* [SHORT EXERCISE] Omit every picture while repeating the entries exactly.

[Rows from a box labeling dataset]
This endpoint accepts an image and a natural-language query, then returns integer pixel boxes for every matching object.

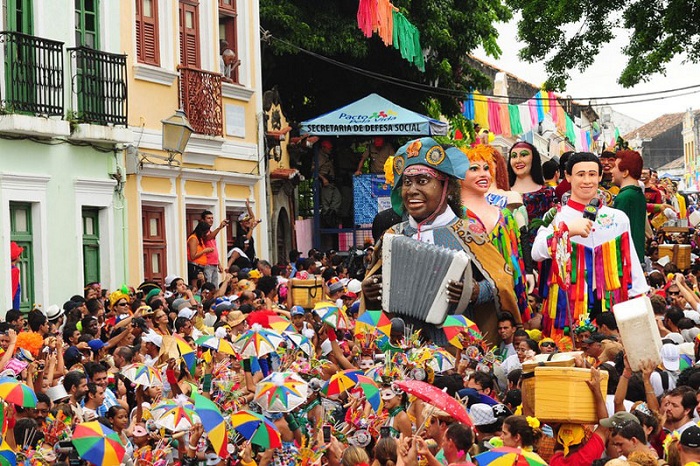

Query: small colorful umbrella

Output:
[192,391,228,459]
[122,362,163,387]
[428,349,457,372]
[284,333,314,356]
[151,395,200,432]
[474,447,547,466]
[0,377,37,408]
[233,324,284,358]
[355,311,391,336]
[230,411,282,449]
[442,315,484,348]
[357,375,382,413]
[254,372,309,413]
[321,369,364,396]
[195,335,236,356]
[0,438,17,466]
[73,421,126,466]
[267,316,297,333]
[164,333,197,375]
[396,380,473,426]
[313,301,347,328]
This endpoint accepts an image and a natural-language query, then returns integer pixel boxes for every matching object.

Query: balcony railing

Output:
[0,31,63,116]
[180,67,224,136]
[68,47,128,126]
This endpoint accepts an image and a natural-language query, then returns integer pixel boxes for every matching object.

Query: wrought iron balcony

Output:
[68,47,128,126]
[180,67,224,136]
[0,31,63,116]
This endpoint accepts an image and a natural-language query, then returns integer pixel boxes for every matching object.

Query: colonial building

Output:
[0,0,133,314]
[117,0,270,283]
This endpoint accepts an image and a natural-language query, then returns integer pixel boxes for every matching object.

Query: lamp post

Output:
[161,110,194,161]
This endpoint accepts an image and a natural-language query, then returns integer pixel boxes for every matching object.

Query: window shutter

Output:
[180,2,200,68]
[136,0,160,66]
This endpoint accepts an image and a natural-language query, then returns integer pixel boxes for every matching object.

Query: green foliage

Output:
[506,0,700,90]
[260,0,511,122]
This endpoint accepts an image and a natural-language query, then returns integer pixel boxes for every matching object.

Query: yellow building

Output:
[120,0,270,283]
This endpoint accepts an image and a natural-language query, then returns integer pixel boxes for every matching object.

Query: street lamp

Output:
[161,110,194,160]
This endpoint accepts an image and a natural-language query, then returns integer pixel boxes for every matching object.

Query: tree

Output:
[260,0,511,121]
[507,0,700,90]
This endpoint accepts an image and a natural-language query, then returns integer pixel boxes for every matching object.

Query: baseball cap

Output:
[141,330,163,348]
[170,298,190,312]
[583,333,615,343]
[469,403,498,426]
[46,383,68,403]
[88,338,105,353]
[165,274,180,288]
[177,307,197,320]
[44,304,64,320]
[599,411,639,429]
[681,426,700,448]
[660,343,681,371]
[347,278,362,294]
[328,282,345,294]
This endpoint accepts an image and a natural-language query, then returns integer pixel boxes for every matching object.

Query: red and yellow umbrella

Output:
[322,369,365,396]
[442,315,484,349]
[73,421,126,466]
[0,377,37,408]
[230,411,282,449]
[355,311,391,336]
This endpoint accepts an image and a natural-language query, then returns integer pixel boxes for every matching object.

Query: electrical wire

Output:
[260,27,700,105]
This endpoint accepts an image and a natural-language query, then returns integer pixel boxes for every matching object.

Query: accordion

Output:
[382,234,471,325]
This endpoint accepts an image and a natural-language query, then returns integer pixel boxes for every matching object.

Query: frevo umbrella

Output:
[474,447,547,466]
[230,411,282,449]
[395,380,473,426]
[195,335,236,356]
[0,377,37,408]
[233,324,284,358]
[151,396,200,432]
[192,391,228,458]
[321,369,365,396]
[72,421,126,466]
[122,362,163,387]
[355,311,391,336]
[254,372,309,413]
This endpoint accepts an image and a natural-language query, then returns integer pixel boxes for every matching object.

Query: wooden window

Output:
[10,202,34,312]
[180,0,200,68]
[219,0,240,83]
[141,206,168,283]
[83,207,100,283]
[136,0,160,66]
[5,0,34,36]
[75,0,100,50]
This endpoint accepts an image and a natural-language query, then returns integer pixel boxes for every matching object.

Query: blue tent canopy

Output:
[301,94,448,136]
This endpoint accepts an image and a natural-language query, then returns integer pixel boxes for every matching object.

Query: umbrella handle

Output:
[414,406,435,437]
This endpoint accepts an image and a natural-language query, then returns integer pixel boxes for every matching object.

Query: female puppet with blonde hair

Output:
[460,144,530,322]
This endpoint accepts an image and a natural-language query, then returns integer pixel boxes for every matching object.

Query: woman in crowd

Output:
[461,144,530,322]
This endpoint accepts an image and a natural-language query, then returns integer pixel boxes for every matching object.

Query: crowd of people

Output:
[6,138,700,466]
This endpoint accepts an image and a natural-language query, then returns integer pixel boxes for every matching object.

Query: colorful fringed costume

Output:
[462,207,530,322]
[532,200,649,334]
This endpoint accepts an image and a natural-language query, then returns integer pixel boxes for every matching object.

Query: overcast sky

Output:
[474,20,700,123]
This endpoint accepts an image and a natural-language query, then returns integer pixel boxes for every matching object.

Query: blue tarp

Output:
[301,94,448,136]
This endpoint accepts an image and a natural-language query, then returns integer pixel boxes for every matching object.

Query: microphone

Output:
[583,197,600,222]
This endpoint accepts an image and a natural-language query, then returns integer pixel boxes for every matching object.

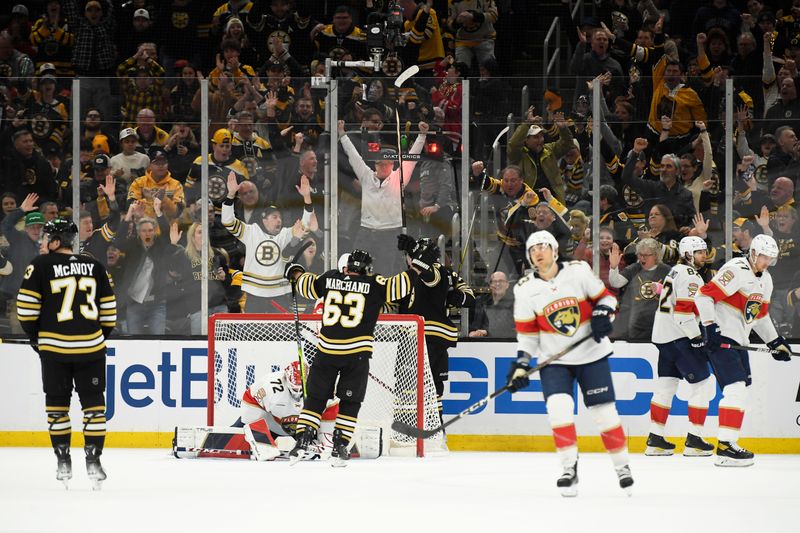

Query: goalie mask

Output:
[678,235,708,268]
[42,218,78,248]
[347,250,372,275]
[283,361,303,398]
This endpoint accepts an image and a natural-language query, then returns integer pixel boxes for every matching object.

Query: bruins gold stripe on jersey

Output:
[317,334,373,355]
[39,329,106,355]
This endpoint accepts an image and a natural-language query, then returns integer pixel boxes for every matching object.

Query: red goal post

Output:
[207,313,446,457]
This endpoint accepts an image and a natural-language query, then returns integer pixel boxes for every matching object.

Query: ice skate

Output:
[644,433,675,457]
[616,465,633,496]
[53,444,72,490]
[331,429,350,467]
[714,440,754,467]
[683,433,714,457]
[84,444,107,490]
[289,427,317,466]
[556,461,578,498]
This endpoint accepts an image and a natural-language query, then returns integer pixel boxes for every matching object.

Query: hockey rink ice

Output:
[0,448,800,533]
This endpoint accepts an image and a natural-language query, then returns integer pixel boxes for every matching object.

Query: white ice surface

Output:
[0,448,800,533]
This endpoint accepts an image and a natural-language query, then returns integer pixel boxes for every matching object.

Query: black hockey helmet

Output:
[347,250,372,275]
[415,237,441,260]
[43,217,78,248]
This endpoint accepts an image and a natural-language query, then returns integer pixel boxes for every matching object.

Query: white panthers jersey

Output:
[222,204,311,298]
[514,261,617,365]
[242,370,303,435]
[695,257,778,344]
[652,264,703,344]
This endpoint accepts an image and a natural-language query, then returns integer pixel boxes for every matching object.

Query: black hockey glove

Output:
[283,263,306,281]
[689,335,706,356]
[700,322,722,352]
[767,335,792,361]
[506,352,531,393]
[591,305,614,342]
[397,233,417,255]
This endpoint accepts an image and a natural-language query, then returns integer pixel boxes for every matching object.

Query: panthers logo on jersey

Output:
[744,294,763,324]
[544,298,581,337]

* [TASK RESULT]
This endpoint accepts an image and a natural-language query, then returns integer pixel boxes for every matching object.


Query: small colorful umbrella

Output:
[192,391,228,459]
[122,362,163,387]
[428,349,457,372]
[284,333,314,356]
[151,395,200,432]
[474,447,547,466]
[0,377,37,408]
[233,324,284,358]
[355,311,391,336]
[230,411,282,449]
[442,315,484,348]
[357,375,382,413]
[254,372,309,413]
[321,369,364,396]
[195,335,236,356]
[0,438,17,466]
[73,421,126,466]
[267,316,297,333]
[164,333,197,375]
[396,380,473,426]
[313,301,347,328]
This endpoint accepts an image and a natural-language query, then returns integer pixel boxes for every matching object.

Query: balcony railing

Output:
[0,31,63,116]
[180,67,224,136]
[68,47,128,126]
This endpoint accepts an image and a natural-language query, then returns integer pixel boxes for every matching object.

Query: wrought iron balcony

Output:
[68,47,128,126]
[180,67,224,136]
[0,31,63,116]
This endpoint accepts an image and a natural-language query, then returns integer pixel boxes for every matching object.

Query: colonial building

Output:
[0,0,133,314]
[117,0,270,283]
This endpoint accepts an image and a natural-language query, then returns integer pixel boxes for every matching object.

Query: lamp post

Output:
[161,110,194,161]
This endpoint accepts an image and a natural-language query, then returns integer pixel boxes for every matching object.

Query: window shutter

Output:
[180,2,200,68]
[136,0,160,66]
This endpoint accepts an image and a natural-language query, then returns integer pixel boxes for every matching object.

Query: green foliage

Output:
[506,0,700,90]
[260,0,511,122]
This endpoint accepts an image and a natural-language query, then returns integer pixel boxes for every matching object.

Query: yellow building

Output:
[120,0,270,283]
This endpoint accepts an image and a natural-language query, then returns integer pixel boxes for every matching object.

Query: street lamp

Output:
[161,110,194,160]
This endpoint accepts an image and a natural-language query, then returns integer pixel boxes for every matching object.

Query: tree

Output:
[260,0,511,121]
[507,0,700,90]
This endpoint accepts an image and a natural-language query, then returns integer pixel boxes for every matching object.

Query: baseball cap

Output:
[141,330,163,348]
[170,298,190,312]
[583,333,615,343]
[469,403,498,426]
[46,383,68,403]
[88,338,105,353]
[165,274,180,288]
[177,307,197,320]
[44,304,64,320]
[599,411,639,429]
[681,426,700,448]
[660,343,681,371]
[347,278,362,294]
[328,282,345,294]
This endpoint accepts an image and a natural-language query, then returns integer pixel boxes for every matching object.

Query: red and yellow umbrella

Output:
[322,369,365,396]
[442,315,484,349]
[73,421,126,466]
[0,377,37,408]
[230,411,282,449]
[355,311,391,336]
This endpoint accepts an image and a natural-language query, then returns integer pixel boxes for every matching object.

Query: electrical wire

Output:
[260,27,700,105]
This endpoint accepts an image and a natural-language query, then returns integer pixel boxes for every matching object.

Query: accordion

Output:
[382,234,471,325]
This endpoint accepts an image and a natural-language query, then returns integer pixel boxes for every matching object.

Query: frevo umbrella

Output:
[474,447,547,466]
[230,411,282,449]
[395,380,473,426]
[195,335,236,356]
[0,377,37,408]
[233,324,284,358]
[151,396,200,432]
[192,391,228,458]
[321,369,365,396]
[72,421,126,466]
[122,362,163,387]
[355,311,391,336]
[254,372,309,413]
This endpoint accepts an image and a natural-language query, then returns integer pixel boxes for every matching object.

Query: wooden window

Output:
[10,202,34,312]
[180,0,200,68]
[219,0,240,83]
[141,206,168,283]
[83,207,100,283]
[136,0,160,66]
[5,0,34,36]
[75,0,100,50]
This endpoint accepts an image and a natural-language query, then returns integer pixel boxes for every matching object.

Query: blue tent canopy

Output:
[301,94,448,136]
This endpoint accepts an image and a natural-language query, then returns integer pixel boxes for every matching object.

Query: umbrella handle

Output:
[414,406,435,437]
This endpoint accepts an image and a natural-language query, then returns integer pixel boxes for every matching object.

Query: female puppet with blonde hair

Output:
[460,144,530,322]
This endpoint accepts an image and a natural-language query, then returns integer pixel boxes for every matching object.

Query: woman in crowd

Output:
[461,144,530,322]
This endpoint accepts an image and a natural-language query, then returns integer pixel boxes for every matching object.

Query: crowd of people

Output:
[6,138,700,466]
This endpoint accepts an image and a natural-language query, then returns integer pixel boxes for every matching object.

Query: colorful fringed costume

Output:
[462,207,530,322]
[532,200,649,334]
This endpoint accepts an image and a natural-language query, then returns integer pixel boxes for every matching object.

Query: overcast sky

Output:
[474,20,700,123]
This endpoint accepts an image and a natural-language query, then returns integer pixel boxes for every matching object.

Query: blue tarp

Output:
[301,94,448,136]
This endpoint accepts an image and a natural-language query, then returns integer pixel boxes for every matching object.

Query: microphone

Output:
[583,197,600,222]
This endpoint accepts an image and a natural-language query, then returns integer pixel boxes for every matching object.


Query: goalie mask

Output:
[678,235,708,268]
[42,218,78,248]
[347,250,372,275]
[283,361,303,398]
This endpoint accepts an image and a natural-language query, then returns integer pixel boxes for every matching object.

Query: bruins gold stripe on jersey

Output:
[317,334,373,355]
[39,329,106,355]
This endpoint accepts an image and a natural-language query, then returns integer pixel boxes for every matching object.

Query: red goal post

Output:
[207,313,446,457]
This endpoint accepts an image and a natural-language query, then returns integer pixel boxes for every matching object.

Query: ice skate

Output:
[644,433,675,457]
[616,465,633,496]
[53,444,72,490]
[331,429,350,467]
[714,440,754,467]
[683,433,714,457]
[84,444,107,490]
[289,427,317,466]
[556,461,578,498]
This endpoint accepts an image and a natural-language query, then returns integer pixel boxes for every matching object.

Query: hockey rink ice

Output:
[0,448,800,533]
This endpoint accepts an image and a natural-language query, then returns integer pixel boxes for every matching object.

Query: white ice surface

Output:
[0,448,800,533]
This endpoint accepts an image and a natural-language query, then returns integer pixel boxes for every matching object.

Query: black hockey helmet

Output:
[347,250,372,275]
[415,237,441,260]
[43,217,78,248]
This endpoint accepts an image and a natural-language query, then returns integer pixel boxes for every matching object.

Query: white panthers jersey

Output:
[222,204,311,298]
[514,261,617,365]
[242,370,303,435]
[695,257,778,344]
[652,264,703,344]
This endpoint accepts an image and a natural-language query, then returns integer pixel boxes for every matching object.

Query: black hockey glove

Output:
[283,263,306,281]
[689,335,706,356]
[700,322,722,352]
[767,335,792,361]
[506,352,531,393]
[591,305,614,342]
[397,233,417,255]
This endpoint accepts an image and a natural-language query, then returns integer pixel boxes for every matching object.

Query: panthers logo on jersey

Output:
[744,294,763,324]
[544,298,581,337]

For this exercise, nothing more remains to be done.